BEGIN RECORDS SHOWN

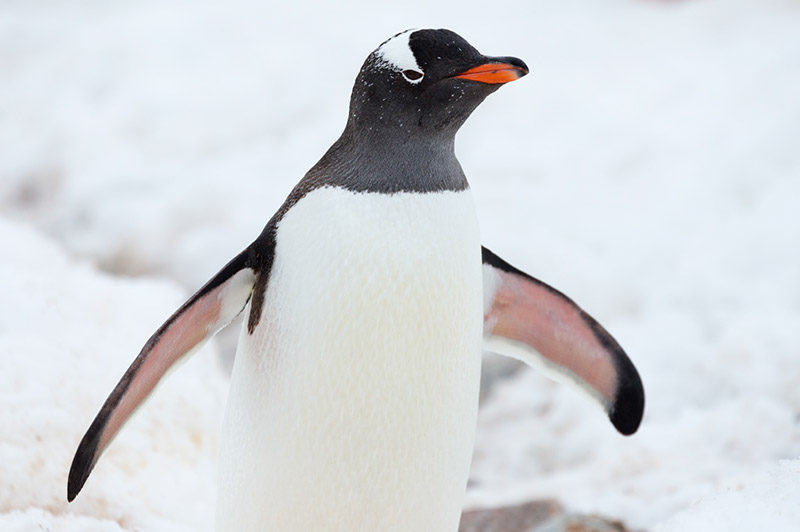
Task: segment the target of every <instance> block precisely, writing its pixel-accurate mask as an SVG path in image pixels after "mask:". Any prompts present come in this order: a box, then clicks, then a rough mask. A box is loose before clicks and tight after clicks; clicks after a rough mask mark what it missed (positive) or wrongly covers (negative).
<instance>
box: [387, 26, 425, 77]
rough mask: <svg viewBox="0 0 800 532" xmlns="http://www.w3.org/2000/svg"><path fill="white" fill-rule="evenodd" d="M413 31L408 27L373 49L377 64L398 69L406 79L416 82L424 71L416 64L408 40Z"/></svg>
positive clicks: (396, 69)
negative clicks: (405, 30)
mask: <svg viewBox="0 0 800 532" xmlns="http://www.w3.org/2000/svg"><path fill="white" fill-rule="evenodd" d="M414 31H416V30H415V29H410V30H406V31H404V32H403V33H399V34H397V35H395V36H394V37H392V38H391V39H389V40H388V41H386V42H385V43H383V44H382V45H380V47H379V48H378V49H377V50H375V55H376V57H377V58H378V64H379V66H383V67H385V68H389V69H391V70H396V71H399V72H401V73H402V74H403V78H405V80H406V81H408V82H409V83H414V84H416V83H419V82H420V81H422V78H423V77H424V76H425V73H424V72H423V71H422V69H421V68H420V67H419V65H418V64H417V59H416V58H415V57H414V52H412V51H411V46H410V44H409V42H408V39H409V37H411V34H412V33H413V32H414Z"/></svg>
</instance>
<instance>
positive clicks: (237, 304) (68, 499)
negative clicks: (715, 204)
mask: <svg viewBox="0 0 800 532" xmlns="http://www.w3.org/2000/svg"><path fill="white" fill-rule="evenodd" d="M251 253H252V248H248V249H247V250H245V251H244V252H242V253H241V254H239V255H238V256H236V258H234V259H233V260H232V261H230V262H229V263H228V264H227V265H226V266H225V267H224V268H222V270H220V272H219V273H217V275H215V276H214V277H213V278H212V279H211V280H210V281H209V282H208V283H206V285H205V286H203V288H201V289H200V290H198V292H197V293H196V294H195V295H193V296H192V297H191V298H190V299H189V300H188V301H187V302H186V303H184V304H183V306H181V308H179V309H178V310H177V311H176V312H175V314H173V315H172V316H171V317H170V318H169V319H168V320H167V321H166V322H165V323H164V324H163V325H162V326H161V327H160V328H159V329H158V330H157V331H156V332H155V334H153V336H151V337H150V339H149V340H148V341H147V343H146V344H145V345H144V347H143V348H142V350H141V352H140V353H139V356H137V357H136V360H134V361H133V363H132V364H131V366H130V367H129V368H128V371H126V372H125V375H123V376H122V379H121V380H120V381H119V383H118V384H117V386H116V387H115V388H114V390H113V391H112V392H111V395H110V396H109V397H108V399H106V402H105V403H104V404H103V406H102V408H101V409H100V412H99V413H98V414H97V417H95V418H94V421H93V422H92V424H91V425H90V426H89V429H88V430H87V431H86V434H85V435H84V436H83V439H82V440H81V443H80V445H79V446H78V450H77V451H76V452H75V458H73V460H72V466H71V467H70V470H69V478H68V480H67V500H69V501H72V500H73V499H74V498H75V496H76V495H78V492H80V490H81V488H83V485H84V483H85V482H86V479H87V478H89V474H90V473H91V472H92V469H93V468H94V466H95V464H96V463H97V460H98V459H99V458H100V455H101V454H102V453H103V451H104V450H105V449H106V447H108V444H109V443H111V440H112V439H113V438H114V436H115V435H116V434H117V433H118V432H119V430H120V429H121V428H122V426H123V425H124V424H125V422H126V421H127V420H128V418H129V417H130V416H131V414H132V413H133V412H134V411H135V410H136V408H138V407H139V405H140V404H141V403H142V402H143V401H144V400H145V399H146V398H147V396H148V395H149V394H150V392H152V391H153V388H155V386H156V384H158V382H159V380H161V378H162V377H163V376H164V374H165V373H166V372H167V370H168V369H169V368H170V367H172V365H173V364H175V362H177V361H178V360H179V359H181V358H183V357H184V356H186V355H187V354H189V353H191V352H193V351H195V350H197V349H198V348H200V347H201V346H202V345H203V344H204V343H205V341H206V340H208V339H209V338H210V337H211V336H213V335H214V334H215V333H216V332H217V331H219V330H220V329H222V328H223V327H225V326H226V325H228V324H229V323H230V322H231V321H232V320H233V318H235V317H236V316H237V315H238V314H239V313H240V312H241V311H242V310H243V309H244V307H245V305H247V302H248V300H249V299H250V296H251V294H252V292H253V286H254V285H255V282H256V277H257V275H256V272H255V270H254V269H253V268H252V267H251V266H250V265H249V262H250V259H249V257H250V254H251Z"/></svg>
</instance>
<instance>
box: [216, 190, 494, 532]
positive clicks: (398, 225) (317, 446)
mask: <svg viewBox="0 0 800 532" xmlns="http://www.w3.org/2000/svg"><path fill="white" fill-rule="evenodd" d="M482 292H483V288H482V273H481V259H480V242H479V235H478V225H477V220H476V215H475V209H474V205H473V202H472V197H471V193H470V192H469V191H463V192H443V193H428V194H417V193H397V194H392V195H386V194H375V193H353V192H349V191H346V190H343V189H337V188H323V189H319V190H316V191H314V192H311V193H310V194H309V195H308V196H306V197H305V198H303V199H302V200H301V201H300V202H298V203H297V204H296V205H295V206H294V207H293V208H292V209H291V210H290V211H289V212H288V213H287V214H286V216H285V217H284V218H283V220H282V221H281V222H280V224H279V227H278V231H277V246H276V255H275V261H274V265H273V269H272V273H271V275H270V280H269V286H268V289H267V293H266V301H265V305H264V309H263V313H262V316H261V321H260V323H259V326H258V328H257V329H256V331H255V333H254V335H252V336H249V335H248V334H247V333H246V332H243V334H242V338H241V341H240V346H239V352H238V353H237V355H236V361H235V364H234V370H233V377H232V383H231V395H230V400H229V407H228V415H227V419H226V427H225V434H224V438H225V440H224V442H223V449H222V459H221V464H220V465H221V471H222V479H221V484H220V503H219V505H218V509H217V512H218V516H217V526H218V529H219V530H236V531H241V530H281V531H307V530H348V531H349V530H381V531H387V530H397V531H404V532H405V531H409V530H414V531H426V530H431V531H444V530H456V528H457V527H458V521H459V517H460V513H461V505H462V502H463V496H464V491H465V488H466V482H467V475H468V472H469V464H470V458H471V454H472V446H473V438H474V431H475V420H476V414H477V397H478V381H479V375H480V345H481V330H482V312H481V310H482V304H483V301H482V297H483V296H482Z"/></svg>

END RECORDS SHOWN
BEGIN RECORDS SHOWN

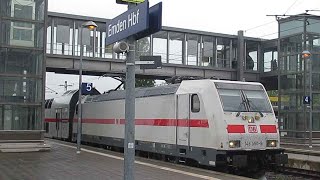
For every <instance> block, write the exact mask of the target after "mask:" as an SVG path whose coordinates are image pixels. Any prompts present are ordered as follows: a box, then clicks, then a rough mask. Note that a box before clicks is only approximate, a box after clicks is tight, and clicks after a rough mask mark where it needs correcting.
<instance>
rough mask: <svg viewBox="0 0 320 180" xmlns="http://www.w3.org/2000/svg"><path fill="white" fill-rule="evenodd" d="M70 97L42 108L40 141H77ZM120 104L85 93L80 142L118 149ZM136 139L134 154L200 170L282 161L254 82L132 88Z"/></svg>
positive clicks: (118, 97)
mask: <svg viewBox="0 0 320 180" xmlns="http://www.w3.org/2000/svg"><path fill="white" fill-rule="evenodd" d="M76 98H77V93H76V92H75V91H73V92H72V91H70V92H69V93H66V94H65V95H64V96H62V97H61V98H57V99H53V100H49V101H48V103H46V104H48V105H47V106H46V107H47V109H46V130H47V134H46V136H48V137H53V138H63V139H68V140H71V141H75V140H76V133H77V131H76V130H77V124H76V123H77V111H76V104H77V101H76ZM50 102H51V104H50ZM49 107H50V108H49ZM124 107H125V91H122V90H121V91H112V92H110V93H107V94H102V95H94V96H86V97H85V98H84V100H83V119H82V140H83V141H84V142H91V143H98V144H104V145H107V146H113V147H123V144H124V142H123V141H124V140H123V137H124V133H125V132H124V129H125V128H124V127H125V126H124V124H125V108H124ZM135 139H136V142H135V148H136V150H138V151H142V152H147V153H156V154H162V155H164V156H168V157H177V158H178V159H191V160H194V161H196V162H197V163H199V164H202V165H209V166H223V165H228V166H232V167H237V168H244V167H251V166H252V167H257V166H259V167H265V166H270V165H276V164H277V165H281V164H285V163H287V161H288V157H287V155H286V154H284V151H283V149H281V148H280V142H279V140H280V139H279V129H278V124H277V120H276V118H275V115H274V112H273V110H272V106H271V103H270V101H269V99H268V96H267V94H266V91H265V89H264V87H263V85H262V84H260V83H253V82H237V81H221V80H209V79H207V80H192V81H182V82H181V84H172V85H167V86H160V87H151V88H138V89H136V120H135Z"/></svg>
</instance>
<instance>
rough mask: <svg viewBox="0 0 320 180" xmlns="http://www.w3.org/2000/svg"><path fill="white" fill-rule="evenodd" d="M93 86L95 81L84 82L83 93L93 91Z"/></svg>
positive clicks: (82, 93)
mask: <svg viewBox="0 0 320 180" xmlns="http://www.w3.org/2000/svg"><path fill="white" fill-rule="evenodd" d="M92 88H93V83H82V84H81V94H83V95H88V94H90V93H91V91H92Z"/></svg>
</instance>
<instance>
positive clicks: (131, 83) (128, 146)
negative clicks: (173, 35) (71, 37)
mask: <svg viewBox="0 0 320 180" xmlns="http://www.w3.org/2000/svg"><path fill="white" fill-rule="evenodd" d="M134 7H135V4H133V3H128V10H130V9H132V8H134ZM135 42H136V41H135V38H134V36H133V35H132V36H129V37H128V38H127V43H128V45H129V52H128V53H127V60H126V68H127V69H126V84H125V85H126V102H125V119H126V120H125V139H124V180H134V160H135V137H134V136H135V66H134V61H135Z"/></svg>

END RECORDS SHOWN
BEGIN RECORDS SHOWN

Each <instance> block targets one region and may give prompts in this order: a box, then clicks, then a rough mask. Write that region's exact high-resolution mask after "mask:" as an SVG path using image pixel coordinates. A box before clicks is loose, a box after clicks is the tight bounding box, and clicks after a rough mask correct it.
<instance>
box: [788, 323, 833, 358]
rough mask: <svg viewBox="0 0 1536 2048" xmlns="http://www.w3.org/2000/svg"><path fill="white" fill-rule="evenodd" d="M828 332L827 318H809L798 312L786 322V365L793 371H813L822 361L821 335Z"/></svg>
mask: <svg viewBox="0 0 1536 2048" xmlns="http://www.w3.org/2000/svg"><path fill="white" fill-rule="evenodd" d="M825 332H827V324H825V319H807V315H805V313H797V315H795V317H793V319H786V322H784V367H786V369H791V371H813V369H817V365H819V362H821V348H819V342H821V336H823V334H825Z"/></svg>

END RECORDS SHOWN

_EXERCISE_
For this exercise, output exactly the lines above from the line with "Task: segment the" to the line with "positive clicks: (237, 304) (68, 499)", counting both, and leave out the rest.

_YOUR SOLUTION_
Task: segment the target of every <instance> block precisely, writing its pixel-accurate mask as an SVG path in image pixels after "mask:". Any prompts present come in this order: a box, then clicks, then a rough mask. A box is loose before clicks and tight after clicks; clicks after a rough mask mark what it missed (positive) or wrongly covers (negative).
<instance>
box: [387, 26, 425, 77]
rough mask: <svg viewBox="0 0 800 532" xmlns="http://www.w3.org/2000/svg"><path fill="white" fill-rule="evenodd" d="M413 31L408 27L373 49L377 64L398 69L406 79L416 82L424 71L416 64L408 40Z"/></svg>
positive clicks: (396, 69)
negative clicks: (405, 30)
mask: <svg viewBox="0 0 800 532" xmlns="http://www.w3.org/2000/svg"><path fill="white" fill-rule="evenodd" d="M414 31H416V30H415V29H410V30H406V31H404V32H403V33H399V34H397V35H395V36H394V37H392V38H391V39H389V40H388V41H386V42H385V43H383V44H382V45H380V47H379V48H378V49H377V50H375V55H376V57H377V58H378V64H379V66H383V67H385V68H389V69H391V70H396V71H399V72H401V73H402V74H403V78H405V80H406V81H408V82H409V83H414V84H416V83H419V82H420V81H422V78H423V77H424V76H425V73H424V72H423V71H422V69H421V68H420V67H419V65H418V64H417V59H416V58H415V57H414V52H412V51H411V46H410V44H409V42H408V39H409V37H411V34H412V33H413V32H414Z"/></svg>
</instance>
<instance>
positive clicks: (237, 304) (68, 499)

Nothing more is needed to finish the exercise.